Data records
--- START ---
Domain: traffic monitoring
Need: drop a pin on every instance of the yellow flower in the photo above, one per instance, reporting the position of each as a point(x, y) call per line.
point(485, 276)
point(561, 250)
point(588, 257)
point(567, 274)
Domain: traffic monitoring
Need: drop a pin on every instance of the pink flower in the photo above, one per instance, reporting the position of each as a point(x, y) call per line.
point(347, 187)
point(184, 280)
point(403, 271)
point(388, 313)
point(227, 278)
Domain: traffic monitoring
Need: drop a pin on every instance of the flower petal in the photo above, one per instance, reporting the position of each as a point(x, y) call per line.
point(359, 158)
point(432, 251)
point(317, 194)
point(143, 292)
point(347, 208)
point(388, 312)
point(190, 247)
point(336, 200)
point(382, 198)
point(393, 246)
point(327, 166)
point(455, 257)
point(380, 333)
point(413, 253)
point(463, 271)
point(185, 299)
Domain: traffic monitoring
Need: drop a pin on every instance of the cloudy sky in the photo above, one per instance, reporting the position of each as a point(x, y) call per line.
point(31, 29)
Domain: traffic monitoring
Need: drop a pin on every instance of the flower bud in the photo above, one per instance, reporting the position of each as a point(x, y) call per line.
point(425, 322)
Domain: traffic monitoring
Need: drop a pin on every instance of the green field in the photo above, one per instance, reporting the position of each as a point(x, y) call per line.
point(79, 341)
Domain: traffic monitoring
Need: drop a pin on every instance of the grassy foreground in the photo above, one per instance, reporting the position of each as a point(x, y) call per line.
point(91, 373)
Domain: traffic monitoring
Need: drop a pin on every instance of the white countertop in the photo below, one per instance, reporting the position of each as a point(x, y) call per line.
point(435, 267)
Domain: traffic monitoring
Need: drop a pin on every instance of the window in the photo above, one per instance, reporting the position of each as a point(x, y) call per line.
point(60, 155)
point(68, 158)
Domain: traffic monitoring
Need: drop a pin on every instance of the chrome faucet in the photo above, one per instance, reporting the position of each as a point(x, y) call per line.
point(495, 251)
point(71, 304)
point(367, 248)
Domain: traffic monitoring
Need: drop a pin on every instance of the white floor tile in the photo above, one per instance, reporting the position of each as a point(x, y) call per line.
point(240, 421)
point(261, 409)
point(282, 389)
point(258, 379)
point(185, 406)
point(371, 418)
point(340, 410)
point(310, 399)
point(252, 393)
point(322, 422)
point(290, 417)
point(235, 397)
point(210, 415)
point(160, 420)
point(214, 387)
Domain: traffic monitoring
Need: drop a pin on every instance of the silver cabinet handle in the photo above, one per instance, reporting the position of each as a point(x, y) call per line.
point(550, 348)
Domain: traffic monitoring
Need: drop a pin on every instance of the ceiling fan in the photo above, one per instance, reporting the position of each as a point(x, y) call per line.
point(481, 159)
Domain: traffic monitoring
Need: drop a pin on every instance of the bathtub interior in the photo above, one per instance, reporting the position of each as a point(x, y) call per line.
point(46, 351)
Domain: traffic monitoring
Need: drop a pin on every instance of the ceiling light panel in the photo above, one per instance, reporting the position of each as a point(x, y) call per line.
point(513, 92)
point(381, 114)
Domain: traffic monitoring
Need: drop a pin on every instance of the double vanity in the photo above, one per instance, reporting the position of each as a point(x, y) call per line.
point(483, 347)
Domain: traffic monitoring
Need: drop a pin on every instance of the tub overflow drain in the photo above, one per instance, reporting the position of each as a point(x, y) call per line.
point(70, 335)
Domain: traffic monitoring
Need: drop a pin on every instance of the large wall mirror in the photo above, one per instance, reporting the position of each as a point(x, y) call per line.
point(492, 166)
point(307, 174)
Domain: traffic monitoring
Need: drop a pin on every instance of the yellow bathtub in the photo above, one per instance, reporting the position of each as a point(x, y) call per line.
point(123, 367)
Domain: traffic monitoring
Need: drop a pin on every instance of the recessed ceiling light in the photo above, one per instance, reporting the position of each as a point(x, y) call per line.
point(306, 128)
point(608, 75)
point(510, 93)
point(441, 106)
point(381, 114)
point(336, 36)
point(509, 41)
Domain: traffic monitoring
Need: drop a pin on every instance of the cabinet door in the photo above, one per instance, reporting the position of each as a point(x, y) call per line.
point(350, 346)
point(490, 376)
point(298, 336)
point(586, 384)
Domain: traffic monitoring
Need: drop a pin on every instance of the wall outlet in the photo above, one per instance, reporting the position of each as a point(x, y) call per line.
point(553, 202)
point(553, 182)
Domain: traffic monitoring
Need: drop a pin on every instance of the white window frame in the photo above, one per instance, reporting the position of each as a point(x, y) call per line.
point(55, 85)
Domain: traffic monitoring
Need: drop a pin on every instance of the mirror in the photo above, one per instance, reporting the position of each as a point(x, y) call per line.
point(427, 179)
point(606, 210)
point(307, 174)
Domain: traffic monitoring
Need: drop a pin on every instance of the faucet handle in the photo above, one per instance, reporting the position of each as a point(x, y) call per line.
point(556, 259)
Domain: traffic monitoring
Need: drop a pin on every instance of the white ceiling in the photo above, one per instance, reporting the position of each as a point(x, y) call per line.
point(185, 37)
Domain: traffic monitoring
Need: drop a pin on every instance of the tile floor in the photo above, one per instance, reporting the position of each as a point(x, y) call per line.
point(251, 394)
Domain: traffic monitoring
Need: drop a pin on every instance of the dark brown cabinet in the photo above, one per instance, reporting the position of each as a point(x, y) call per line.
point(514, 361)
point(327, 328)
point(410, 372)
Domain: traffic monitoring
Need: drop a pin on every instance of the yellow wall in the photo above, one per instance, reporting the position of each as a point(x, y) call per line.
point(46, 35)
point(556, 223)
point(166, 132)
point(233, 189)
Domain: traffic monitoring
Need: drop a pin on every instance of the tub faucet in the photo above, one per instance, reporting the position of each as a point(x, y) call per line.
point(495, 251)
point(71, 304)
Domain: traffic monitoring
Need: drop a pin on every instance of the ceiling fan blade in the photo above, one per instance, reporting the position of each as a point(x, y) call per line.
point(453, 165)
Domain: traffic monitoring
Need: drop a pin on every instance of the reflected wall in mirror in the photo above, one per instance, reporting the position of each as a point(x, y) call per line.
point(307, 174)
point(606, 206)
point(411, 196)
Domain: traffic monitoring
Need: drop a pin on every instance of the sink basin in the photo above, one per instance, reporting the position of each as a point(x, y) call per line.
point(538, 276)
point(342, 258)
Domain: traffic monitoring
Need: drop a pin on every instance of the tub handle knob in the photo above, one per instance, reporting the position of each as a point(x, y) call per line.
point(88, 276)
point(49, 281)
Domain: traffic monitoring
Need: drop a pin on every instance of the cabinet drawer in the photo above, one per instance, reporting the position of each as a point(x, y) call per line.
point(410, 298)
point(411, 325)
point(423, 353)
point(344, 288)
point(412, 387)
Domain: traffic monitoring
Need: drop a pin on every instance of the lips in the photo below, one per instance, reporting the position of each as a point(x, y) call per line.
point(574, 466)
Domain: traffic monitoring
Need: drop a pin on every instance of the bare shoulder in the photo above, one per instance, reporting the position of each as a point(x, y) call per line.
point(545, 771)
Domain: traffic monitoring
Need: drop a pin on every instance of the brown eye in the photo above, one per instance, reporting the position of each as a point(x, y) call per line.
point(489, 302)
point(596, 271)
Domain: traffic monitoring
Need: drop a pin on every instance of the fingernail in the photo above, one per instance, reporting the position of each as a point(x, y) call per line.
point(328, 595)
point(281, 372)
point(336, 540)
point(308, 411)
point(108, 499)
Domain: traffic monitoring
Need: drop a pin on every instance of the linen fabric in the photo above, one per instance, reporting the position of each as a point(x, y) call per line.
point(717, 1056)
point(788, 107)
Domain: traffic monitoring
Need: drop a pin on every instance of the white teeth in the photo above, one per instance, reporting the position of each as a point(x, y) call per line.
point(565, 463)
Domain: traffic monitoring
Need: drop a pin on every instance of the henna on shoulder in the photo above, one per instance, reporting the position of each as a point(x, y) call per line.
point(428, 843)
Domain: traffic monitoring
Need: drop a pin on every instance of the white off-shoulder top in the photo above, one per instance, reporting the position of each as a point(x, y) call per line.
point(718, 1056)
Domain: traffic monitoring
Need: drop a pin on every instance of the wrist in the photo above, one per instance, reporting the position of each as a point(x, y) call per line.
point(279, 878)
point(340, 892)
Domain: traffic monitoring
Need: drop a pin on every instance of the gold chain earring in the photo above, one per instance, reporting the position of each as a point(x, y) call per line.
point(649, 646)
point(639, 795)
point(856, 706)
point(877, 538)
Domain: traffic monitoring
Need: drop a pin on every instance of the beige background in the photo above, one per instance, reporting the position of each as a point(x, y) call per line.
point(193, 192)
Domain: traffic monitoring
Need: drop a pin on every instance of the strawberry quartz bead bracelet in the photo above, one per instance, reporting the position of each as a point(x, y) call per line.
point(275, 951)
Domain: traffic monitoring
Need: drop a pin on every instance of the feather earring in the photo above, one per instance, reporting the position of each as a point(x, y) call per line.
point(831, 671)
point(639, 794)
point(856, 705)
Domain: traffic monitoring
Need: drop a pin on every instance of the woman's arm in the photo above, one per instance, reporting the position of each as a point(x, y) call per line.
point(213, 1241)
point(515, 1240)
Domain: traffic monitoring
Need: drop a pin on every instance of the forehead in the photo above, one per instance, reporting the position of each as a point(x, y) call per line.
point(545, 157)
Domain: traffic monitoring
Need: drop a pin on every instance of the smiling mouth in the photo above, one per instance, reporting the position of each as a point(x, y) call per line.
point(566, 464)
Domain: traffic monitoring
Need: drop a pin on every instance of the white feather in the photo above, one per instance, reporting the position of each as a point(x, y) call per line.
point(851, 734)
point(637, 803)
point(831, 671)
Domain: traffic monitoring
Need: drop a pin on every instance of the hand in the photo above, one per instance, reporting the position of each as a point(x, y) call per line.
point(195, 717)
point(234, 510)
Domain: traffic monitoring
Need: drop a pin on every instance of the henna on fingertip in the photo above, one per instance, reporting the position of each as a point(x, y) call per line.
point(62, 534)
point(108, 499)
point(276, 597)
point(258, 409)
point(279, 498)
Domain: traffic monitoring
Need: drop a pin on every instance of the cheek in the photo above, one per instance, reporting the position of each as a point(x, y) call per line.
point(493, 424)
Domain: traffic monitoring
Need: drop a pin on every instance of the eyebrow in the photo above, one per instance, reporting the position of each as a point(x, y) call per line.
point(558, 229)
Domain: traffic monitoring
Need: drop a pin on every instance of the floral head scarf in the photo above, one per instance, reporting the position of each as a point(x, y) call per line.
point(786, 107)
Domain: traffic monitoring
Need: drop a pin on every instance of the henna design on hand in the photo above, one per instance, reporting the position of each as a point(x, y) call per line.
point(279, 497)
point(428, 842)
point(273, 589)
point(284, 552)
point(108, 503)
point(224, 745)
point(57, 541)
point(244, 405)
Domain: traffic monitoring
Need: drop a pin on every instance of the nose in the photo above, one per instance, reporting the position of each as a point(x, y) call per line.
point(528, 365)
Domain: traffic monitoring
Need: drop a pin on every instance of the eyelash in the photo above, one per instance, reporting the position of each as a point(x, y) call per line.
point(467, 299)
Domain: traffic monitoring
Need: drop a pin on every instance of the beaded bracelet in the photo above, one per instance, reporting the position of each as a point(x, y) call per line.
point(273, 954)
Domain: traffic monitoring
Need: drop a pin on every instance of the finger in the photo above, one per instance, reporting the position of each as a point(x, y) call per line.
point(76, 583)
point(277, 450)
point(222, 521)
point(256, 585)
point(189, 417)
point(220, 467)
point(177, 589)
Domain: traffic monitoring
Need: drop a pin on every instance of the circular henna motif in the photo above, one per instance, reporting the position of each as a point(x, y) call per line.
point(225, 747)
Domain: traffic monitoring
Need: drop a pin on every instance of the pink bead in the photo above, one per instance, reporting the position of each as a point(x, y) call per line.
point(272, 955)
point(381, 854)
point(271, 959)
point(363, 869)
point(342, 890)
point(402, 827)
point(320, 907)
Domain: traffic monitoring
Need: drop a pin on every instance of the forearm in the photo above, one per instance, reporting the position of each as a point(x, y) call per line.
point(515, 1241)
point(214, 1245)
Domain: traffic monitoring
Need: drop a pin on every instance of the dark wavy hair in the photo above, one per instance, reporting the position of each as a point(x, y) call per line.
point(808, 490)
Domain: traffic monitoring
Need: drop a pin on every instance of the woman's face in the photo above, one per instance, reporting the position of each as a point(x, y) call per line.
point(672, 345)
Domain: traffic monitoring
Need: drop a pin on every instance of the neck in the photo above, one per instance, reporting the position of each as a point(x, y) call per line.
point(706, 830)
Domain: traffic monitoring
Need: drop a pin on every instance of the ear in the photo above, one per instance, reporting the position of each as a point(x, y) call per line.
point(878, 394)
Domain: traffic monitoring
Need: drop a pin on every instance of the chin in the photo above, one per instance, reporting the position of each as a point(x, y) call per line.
--- END ---
* Task description:
Beginning at the line that contains "Need: drop a pin on every instance of the woman's face", reproduce every line down to the last line of the entries above, exactly and only those.

* Solution to the exercise:
Need: drop a pin on every instance of the woman's face in the photo above, one per instance, reporting the position of each as a point(x, y) call per line.
point(672, 345)
Domain: traffic monitoring
Need: drop a pin on every instance of the neck in the photo above, one per instance, reporting the position of each as a point(x, y) call per line.
point(706, 830)
Domain: traffic monitoring
Need: drop a pin on every instance of the ear in the photo above, one per instance, reporting the position of each as a point(x, y) call per line.
point(878, 394)
Domain: traffic monitoring
Need: drop a pin on every instance of the chin in the photo above, one per instance, reporting the position of each as a point(x, y) call per line.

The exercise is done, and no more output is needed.